Texto extraído —
• • • • • • •

Para você que se esconde
O Mês do Orgulho para uma bissexual recém-assumida
Eu não sei o que o mês do Orgulho LGBTQIAP+ significa para você.
Nos últimos anos, ele me despertou sentimentos ambíguos.
Alegria ao ver na internet fotos de casais homoafetivos; felicidade ao ver amigos e conhecidos contando suas histórias, falando de seus afetos e relacionamentos; celebração ao ver a bandeira multicolorida espalhada por vários lugares, on-line ou não.
E, ao mesmo tempo, uma mistura de medo, vergonha e solidão. O primeiro, por achar que se fosse flagrada compartilhando demais esse conteúdo colorido na minha timeline, alguém iria desconfiar. Vergonha e solidão por sentir que perdia alguma coisa em não participar daquela celebração, em não postar uma foto abraçada à minha bandeira, em não ter uma história para contar sobre um relacionamento feliz com uma pessoa do mesmo gênero que eu, em não poder falar sobre como esse mês, e o dia 28, em especial, era importante para mim.

• • • • • • •

Lista de tarefas —
1 – No texto sobre o Mês do Orgulho, que mistura de sentimentos surgia ao mesmo tempo que a alegria e a celebração?
2 – Prossiga com o texto sobre o Mês do Orgulho a partir do ponto em que ele termina.

• • • • • • •

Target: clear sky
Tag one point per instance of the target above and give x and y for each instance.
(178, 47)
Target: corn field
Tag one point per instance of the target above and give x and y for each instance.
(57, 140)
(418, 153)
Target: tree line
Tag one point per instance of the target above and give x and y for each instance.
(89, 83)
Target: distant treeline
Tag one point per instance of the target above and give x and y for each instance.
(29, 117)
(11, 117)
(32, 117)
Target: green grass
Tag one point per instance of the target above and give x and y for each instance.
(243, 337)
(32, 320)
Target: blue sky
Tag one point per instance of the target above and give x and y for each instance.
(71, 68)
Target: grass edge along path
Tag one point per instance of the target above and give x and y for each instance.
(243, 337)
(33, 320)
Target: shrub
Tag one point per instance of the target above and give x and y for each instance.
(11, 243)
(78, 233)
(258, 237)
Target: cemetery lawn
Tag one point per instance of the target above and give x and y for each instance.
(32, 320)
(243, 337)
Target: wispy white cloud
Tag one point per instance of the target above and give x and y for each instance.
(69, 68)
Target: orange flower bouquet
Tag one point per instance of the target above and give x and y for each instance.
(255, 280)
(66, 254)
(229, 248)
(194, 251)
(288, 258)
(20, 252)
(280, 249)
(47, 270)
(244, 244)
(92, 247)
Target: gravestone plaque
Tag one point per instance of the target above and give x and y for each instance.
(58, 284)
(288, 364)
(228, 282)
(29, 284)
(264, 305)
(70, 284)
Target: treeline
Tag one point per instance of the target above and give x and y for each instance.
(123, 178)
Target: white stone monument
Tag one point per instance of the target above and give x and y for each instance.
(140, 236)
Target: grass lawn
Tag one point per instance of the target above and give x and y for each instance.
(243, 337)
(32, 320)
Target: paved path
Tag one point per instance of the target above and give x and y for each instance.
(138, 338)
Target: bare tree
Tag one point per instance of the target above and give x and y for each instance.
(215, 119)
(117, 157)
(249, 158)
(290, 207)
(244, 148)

• • • • • • •

Conjunto de respostas —
1 – Uma mistura de medo, vergonha e solidão.

2 –
Parte de mim vibrava com cada pessoa, conhecida ou não, que se recusava a esconder seus afetos, seus trejeitos, suas vontades de se vestir, falar, agir, comportar e amar. E outra parte de mim desejava desesperadamente ser uma delas, com toda aquela coragem e vontade de existir em um mundo onde muitos de nós são desprezados, ofendidos, agredidos e mortos por ódio.
Não é fácil ser uma pessoa fora da norma e com medo. Não foi, para mim, até muito pouco tempo atrás.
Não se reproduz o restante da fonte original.